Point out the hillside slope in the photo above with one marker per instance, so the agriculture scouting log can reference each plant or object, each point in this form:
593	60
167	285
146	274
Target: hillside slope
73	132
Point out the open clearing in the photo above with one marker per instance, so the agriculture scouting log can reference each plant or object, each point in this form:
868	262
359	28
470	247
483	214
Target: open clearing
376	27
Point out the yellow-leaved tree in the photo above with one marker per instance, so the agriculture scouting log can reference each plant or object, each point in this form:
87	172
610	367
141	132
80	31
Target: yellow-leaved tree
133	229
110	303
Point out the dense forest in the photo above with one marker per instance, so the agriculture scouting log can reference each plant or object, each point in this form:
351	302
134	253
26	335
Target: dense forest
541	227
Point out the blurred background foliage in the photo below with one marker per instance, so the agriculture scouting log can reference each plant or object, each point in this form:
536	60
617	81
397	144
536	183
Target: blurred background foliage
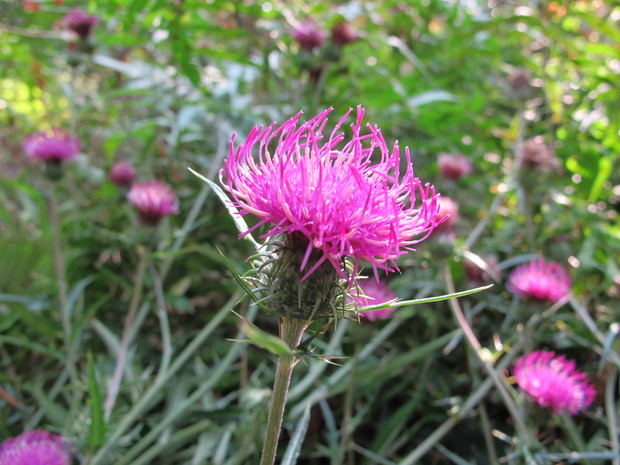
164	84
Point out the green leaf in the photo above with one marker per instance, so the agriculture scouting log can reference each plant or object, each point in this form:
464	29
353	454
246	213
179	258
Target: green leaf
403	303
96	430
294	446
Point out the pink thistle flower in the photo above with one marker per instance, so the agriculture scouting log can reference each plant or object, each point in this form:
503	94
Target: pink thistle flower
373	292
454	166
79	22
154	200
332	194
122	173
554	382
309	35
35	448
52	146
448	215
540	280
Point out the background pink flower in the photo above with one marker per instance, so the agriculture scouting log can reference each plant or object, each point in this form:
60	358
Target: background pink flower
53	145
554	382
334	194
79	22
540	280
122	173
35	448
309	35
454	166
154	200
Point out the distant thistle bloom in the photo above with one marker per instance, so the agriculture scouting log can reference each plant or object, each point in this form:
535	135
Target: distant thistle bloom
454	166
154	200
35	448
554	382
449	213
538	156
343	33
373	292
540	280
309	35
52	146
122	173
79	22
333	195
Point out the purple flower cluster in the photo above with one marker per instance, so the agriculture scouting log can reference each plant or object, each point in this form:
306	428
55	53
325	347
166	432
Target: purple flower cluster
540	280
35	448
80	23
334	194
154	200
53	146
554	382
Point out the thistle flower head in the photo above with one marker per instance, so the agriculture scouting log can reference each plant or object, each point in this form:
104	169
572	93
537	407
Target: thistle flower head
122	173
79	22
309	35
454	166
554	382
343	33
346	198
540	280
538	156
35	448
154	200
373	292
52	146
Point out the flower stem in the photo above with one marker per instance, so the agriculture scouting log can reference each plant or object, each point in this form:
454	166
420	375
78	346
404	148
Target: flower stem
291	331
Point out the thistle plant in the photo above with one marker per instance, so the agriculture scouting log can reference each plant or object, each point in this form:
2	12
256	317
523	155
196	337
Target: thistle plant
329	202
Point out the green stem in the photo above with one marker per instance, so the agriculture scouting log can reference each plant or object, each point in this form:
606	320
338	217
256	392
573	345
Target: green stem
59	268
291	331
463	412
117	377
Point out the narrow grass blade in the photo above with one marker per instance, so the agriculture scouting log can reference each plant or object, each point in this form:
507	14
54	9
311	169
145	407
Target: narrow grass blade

──────────

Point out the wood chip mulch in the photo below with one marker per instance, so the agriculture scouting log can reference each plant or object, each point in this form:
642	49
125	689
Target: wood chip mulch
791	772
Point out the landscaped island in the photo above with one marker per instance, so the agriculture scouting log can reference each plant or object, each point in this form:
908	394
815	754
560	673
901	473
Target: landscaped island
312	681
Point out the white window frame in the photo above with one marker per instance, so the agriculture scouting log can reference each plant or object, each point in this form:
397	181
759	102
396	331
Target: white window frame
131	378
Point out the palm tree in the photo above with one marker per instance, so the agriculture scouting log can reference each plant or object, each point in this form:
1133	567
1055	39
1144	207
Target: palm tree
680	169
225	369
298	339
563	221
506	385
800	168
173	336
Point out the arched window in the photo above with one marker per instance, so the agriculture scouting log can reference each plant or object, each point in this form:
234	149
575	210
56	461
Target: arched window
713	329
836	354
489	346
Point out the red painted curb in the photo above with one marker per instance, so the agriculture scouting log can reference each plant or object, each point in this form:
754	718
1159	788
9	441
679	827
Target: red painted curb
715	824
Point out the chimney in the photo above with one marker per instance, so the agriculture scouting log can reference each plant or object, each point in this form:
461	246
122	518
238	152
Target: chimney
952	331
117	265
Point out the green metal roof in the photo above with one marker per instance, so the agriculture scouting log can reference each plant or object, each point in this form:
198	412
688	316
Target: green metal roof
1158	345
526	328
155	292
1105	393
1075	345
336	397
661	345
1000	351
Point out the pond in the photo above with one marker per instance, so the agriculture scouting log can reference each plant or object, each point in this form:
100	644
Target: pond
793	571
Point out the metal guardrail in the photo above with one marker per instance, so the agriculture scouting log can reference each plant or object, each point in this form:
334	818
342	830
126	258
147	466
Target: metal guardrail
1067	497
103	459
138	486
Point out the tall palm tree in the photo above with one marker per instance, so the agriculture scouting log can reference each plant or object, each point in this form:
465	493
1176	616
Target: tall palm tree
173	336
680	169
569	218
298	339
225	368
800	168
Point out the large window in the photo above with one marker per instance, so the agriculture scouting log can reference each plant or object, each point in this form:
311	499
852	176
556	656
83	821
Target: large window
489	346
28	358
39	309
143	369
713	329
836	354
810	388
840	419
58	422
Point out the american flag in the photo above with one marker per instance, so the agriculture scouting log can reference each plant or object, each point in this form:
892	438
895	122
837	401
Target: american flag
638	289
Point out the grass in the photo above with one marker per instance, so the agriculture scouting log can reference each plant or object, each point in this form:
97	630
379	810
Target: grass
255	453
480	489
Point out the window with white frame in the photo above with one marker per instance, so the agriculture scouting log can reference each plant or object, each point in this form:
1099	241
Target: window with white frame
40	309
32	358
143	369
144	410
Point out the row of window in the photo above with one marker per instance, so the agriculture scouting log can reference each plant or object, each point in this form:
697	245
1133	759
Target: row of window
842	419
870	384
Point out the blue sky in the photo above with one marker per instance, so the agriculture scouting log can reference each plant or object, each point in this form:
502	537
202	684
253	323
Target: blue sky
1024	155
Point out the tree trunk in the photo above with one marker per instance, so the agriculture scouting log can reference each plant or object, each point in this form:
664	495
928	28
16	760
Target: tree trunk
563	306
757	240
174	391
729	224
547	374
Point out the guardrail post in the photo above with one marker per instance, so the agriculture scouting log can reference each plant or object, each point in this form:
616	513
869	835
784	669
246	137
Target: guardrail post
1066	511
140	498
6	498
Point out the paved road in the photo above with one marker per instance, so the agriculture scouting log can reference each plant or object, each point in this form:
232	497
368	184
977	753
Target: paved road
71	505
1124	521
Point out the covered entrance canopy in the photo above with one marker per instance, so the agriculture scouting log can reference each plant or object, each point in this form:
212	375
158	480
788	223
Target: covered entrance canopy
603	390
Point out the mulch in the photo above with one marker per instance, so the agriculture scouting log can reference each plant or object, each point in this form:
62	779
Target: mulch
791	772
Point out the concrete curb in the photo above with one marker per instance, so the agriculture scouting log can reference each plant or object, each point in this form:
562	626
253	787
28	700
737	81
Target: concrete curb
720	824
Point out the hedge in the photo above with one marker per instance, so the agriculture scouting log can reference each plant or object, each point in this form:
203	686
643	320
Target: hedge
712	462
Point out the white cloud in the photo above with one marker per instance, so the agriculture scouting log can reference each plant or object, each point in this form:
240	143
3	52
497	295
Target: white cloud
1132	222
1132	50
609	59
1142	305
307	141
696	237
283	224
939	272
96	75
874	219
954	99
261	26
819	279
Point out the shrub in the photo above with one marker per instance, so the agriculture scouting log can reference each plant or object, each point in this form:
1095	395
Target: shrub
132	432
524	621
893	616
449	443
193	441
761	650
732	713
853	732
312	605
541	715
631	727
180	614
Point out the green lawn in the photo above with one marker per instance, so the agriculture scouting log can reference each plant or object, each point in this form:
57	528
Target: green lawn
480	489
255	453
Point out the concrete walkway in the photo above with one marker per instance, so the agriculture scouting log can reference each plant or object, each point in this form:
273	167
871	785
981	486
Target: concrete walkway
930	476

──────────

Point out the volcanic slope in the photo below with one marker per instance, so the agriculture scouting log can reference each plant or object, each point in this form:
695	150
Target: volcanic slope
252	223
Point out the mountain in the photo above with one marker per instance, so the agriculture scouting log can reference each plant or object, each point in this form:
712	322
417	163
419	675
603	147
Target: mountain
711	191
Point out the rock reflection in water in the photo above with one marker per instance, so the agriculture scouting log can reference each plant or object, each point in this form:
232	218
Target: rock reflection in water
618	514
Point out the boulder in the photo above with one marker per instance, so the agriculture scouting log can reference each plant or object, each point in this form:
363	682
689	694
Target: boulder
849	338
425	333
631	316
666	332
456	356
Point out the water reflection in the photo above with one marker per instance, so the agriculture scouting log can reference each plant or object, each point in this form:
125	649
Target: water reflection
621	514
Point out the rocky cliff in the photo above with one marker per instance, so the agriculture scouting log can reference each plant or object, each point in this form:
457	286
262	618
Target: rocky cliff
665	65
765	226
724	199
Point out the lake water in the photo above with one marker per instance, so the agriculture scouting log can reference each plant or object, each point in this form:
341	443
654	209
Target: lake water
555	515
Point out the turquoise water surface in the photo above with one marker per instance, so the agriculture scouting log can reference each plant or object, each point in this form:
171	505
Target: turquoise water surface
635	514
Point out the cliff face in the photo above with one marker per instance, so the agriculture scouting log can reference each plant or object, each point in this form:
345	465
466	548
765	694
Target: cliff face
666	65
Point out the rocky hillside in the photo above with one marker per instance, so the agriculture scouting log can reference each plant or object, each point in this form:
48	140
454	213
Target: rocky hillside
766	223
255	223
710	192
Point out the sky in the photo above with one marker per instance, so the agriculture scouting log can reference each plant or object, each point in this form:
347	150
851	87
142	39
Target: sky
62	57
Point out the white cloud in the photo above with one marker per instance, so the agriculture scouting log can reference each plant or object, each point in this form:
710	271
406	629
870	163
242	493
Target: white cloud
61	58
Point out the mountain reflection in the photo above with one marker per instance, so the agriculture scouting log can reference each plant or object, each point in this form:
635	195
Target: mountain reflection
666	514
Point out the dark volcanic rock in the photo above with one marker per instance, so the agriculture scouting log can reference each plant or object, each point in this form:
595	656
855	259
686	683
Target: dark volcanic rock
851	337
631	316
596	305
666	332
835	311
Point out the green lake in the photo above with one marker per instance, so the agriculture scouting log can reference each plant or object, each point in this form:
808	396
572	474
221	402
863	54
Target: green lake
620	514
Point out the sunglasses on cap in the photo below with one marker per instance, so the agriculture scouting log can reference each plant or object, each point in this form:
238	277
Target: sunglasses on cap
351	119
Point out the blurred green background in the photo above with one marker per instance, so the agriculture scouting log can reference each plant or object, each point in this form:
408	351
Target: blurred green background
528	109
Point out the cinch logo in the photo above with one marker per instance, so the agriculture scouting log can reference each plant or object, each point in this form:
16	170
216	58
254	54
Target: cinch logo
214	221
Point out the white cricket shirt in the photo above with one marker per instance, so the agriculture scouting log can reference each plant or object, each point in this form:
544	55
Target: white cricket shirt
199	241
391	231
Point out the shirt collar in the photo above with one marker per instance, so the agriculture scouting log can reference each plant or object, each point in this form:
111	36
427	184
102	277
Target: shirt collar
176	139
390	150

──────────

Since only the number is needed, state how many lines of the listing contain the word "blade".

2